Directions for this task — Present every line of the entries below as a numbered list, omitting any blank lines.

Entries contained in a dataset:
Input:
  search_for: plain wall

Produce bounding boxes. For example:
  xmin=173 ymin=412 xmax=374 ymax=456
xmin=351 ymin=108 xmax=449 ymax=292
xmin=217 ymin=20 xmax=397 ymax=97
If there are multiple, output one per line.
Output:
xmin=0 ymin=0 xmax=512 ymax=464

Final answer —
1. Input:
2.   search_for: plain wall
3. Produce bounding boxes. For example:
4.   xmin=173 ymin=412 xmax=374 ymax=456
5. xmin=351 ymin=108 xmax=449 ymax=292
6. xmin=217 ymin=20 xmax=397 ymax=97
7. If there are multiple, output one per line.
8. Output:
9. xmin=0 ymin=0 xmax=512 ymax=464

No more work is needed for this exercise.